Task requirements
Could you write out all of the records below, word for word and without any changes?

[Saved data entries]
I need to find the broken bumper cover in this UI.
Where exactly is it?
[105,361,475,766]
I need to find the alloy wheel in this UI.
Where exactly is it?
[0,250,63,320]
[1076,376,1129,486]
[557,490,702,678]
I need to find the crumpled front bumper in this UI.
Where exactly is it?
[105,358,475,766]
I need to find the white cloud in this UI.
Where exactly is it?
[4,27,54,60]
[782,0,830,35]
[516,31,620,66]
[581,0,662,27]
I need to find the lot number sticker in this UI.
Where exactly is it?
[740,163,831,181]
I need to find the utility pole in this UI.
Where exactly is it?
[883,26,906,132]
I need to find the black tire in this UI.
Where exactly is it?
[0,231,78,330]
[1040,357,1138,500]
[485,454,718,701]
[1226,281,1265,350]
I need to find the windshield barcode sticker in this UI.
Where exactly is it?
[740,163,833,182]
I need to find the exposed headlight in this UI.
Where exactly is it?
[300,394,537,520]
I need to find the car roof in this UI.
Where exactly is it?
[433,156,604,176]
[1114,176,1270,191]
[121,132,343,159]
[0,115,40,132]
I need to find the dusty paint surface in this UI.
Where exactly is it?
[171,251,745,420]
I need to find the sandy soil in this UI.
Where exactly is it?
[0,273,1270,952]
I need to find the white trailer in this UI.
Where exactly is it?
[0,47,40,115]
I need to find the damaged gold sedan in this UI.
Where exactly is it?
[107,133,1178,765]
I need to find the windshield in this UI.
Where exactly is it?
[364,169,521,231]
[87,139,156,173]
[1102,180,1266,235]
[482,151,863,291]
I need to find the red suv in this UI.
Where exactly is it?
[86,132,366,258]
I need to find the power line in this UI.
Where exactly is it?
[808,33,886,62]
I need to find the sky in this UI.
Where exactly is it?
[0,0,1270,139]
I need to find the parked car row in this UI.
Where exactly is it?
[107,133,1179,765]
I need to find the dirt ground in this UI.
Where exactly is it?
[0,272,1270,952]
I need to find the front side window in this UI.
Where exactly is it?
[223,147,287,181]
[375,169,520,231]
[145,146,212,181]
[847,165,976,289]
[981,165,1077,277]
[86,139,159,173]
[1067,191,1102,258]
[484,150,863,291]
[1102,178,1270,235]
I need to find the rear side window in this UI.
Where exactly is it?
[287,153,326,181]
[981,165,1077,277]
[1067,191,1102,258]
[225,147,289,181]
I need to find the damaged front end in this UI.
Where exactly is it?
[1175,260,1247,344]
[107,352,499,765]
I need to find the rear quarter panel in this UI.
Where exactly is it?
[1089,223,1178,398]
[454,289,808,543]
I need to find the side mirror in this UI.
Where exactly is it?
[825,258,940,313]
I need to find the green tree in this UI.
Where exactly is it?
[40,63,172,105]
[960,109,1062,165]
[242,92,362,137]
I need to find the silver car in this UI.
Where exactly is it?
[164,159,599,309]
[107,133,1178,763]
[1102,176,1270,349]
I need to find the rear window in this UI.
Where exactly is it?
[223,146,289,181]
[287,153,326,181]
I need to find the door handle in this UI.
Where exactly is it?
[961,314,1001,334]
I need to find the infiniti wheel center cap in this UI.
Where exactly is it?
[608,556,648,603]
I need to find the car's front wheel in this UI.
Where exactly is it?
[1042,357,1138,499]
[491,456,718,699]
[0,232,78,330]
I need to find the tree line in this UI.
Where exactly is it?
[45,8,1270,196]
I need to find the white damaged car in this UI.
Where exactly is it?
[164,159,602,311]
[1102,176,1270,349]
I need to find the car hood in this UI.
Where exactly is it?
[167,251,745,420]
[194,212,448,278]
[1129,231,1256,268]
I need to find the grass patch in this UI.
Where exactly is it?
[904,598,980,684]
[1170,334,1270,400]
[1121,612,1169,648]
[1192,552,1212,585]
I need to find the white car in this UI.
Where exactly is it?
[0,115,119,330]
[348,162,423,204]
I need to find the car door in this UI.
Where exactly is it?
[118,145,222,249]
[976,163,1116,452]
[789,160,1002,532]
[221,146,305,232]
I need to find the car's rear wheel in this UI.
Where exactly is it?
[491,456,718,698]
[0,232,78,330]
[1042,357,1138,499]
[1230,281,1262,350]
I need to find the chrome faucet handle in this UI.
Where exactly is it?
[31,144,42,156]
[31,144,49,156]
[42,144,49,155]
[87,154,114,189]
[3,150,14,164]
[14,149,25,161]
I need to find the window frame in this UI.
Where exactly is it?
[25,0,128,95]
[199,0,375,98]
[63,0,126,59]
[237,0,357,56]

Written reply
I need to find the broken bumper cover in this UI.
Where exactly is it?
[105,361,475,766]
I need to find the alloy wheel in this UI.
Where exactly is it?
[0,250,63,320]
[1076,376,1129,486]
[557,490,702,678]
I need to find the crumpled front bumper in this UI.
Where exactly is it?
[105,358,475,766]
I need to find the white cloud in this UI.
Where exactly is it?
[4,27,54,60]
[782,0,830,35]
[516,31,620,66]
[581,0,662,27]
I need to find the lot number sticker in this UI.
Where exactly is it?
[740,163,831,181]
I need to find the utility pole in this UI.
Where exactly is it?
[883,26,906,132]
I need to find the black tire in this UI.
Where exactly is it?
[0,231,78,330]
[1040,357,1138,500]
[485,454,718,701]
[1226,281,1265,350]
I need to find the windshield barcode sticker in this UI.
Where exactly is it?
[740,163,833,182]
I need to find the exposed headlight in this UI.
Where exactly is it?
[300,394,537,520]
I need to find the car roof in this UI.
Where exactly is it?
[433,156,604,176]
[1114,176,1270,191]
[121,132,343,159]
[0,115,40,132]
I need to find the dusty paint surface in this UI.
Where exactly is it?
[171,251,745,420]
I need to find the sandy soil in this UI.
Where exactly is it?
[0,273,1270,952]
I need to find the white trailer in this UI.
Where exactly is it?
[0,47,40,115]
I need to find the damaged gold sedan in this UI.
Where exactly is it?
[107,133,1178,765]
I need to find the windshield in this UI.
Where exactly is it?
[364,169,521,231]
[87,139,156,173]
[1102,180,1266,235]
[482,151,863,291]
I need to find the red suv in this UI.
Where exactly is it?
[86,132,366,258]
I need to find the power line in this UI.
Where exactly is it?
[808,33,886,62]
I need to find the sky in this UI.
Where exactly is it?
[0,0,1270,139]
I need to find the parked car row in this UI.
Where exactly is it?
[107,133,1179,765]
I need to find the dirt ground in this UI.
Where exactly is it?
[0,272,1270,952]
I need to find the front side window in this UI.
Where exactly is it?
[223,147,287,181]
[375,169,520,231]
[145,146,212,181]
[847,165,976,289]
[981,165,1077,277]
[86,139,159,173]
[1067,191,1102,258]
[484,150,863,291]
[1102,178,1270,235]
I need to find the rear side window in this UI.
Where exactly is it?
[287,153,326,181]
[981,165,1077,277]
[1067,191,1102,258]
[225,147,289,181]
I need to find the damaged front end in this UI.
Where exactly is it?
[1175,260,1247,344]
[107,352,499,765]
I need to find the rear quarter panel in this UI.
Where exactly is it?
[1089,223,1178,398]
[454,289,808,543]
I need to find the side mirror in this UI.
Where exactly is it?
[825,258,940,313]
I need to find the green tree in this UI.
Where exactly is it?
[40,63,172,105]
[960,109,1062,165]
[242,92,362,137]
I need to find the silver car in this UI.
Where exactly is it?
[164,159,599,309]
[107,133,1178,763]
[1102,176,1270,349]
I need to find the rear window in this UI.
Where exactly is it?
[223,146,289,181]
[287,153,326,181]
I need to find the door handle in this UI.
Where exactly is it?
[961,314,1001,334]
I need to find the infiniti wheel center cap in this UI.
Where exactly is it?
[608,556,648,603]
I need to find the car's front wheel in this UI.
Where exactly is it?
[1042,357,1138,499]
[491,456,718,699]
[0,232,78,330]
I need to find the tree line in this UI.
Where exactly is it?
[45,8,1270,196]
I need to find the white damaged car in this UI.
Where exactly is it?
[164,159,602,311]
[1102,176,1270,349]
I need to find the car hood in this UI.
Where exactly is it?
[167,251,745,420]
[194,212,448,278]
[1129,231,1256,268]
I need to find the grass patch in this UI.
Where exactly is it?
[904,598,980,684]
[1170,334,1270,400]
[1121,612,1169,648]
[1192,552,1212,585]
I need to find the white car in this UI.
Where exactly is it?
[0,115,119,330]
[348,162,423,204]
I need to find the car door in this UI.
Where exactly is it?
[118,145,222,249]
[976,163,1116,452]
[789,160,1002,532]
[221,146,305,232]
I need to find the car's rear wheel in this UI.
Where exactly is it?
[491,456,718,698]
[0,232,78,330]
[1042,357,1138,499]
[1230,281,1262,350]
I need to find the chrome faucet handle in this UI.
Where exactly is it?
[31,144,42,156]
[31,144,49,156]
[42,144,49,155]
[87,154,114,189]
[3,150,14,164]
[14,149,25,161]
I need to find the window frame in this UI.
Where exactly is it?
[25,0,128,95]
[199,0,375,98]
[63,0,126,59]
[237,0,357,56]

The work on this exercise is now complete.